(Records from a data source)
★ ★ ★ ★ ★

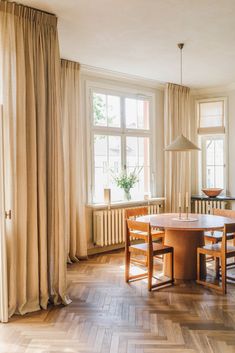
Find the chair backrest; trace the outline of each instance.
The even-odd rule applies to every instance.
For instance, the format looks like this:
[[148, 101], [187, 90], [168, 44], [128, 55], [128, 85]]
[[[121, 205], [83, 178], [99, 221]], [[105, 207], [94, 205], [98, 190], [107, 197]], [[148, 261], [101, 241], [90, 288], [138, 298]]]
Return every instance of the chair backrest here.
[[[213, 208], [212, 213], [214, 216], [222, 216], [222, 217], [228, 217], [228, 218], [234, 218], [235, 220], [235, 211], [234, 210], [225, 210], [225, 209], [220, 209], [220, 208]], [[229, 228], [229, 224], [227, 225]], [[225, 233], [225, 230], [224, 230]], [[227, 234], [232, 234], [235, 233], [233, 232], [227, 232]]]
[[213, 208], [212, 214], [214, 216], [222, 216], [222, 217], [229, 217], [235, 219], [235, 211], [234, 210], [224, 210], [220, 208]]
[[[150, 223], [145, 222], [137, 222], [132, 219], [127, 219], [127, 233], [128, 237], [143, 239], [145, 241], [149, 241], [151, 238], [151, 227]], [[150, 239], [151, 240], [151, 239]]]
[[223, 237], [222, 237], [222, 246], [221, 246], [221, 251], [226, 254], [227, 252], [227, 236], [235, 233], [235, 223], [226, 223], [224, 225], [224, 232], [223, 232]]
[[137, 217], [146, 216], [148, 214], [148, 207], [136, 207], [136, 208], [127, 208], [125, 210], [126, 219], [135, 219]]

★ ★ ★ ★ ★

▶ Problem to solve: Please transcribe only the lines in the records above running from the line that has "For instance, the" through the line that has "288], [138, 298]]]", both included, exactly as they appear.

▶ Solution to this exercise:
For instance, the format looks like this:
[[148, 101], [187, 90], [168, 44], [128, 55], [128, 85]]
[[[121, 205], [83, 178], [99, 221]], [[105, 207], [94, 205], [98, 190], [107, 197]], [[148, 261], [101, 241], [90, 288], [138, 298]]]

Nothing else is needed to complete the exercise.